Write out the material below again, unchanged.

◆ ◆ ◆ ◆ ◆ ◆ ◆

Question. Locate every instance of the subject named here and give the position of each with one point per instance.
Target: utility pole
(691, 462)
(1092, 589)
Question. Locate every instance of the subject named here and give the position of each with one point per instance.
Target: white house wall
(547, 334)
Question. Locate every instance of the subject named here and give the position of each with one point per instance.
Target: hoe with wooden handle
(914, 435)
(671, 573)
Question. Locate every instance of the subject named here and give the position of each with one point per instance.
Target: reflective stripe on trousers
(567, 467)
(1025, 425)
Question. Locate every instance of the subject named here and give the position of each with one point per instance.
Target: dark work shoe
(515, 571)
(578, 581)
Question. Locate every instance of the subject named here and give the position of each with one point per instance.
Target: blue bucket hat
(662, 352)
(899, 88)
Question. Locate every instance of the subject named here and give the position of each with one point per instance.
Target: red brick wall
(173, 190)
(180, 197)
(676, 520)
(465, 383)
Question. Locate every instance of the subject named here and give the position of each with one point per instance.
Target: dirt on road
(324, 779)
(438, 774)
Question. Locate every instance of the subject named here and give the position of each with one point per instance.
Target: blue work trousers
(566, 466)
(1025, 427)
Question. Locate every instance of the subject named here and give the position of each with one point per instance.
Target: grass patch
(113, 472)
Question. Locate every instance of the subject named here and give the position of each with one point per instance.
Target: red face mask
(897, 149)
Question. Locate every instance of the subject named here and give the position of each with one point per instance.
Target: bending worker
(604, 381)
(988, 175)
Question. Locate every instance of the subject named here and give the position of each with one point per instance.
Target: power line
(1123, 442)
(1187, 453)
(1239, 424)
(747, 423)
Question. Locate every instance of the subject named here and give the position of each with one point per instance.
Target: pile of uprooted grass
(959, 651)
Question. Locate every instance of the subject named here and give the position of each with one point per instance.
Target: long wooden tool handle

◆ ◆ ◆ ◆ ◆ ◆ ◆

# Problem solution
Question. Locate every instance of the subject named here and give the position of each with one point per instance.
Target: utility pole
(691, 462)
(1092, 589)
Question. Locate every instance of the subject named here and give the position of each with one point per instance.
Target: white house wall
(547, 334)
Question. Locate every instance of the subject named here and give the position of each with one point per instance.
Target: hoe with wooden handle
(914, 435)
(671, 573)
Question. Locate every instance of the subject named here and give the position of each with one point per instance.
Target: reflective stripe on trousers
(567, 467)
(1025, 425)
Question. Locate every instance of the subject named here and give the position of each with one point per instance.
Target: dark work shoe
(515, 571)
(578, 581)
Question. Locate every instance of the subject named here and give the position of each with one point per instance.
Target: blue bucket hat
(662, 352)
(899, 88)
Question. Locate every instance of the subject named here and give the position of each with one point per instance.
Target: red brick wall
(173, 190)
(180, 197)
(676, 520)
(465, 383)
Question. Locate every instance of the subject named here and give the position of each with one point per instance.
Target: dirt on road
(324, 779)
(438, 774)
Question. Locate every instance of the subject named here and give the position of each with one point per instance.
Target: blue work trousers
(566, 466)
(1025, 427)
Question. Locate every instance of the subject named here and give the position of each with one point per instance.
Target: grass patch
(113, 472)
Question. Locate every instance of the subject named here and give the position of each with one point per instance.
Target: red face mask
(897, 149)
Question. Locate every instance of the subject named here and give the position of each with one point per instance.
Target: bending worker
(604, 381)
(988, 175)
Question. Locate every instance of the subject named here and give the position of each with one point per instance.
Target: power line
(1123, 442)
(1187, 453)
(1239, 424)
(747, 423)
Question. Locate every instance of the subject named here and give the position of each with one point per instance.
Target: pile of uprooted grass
(959, 651)
Question. Locate every instance of the subject named here and give the position of each with one point per instance.
Target: long wooden tool handle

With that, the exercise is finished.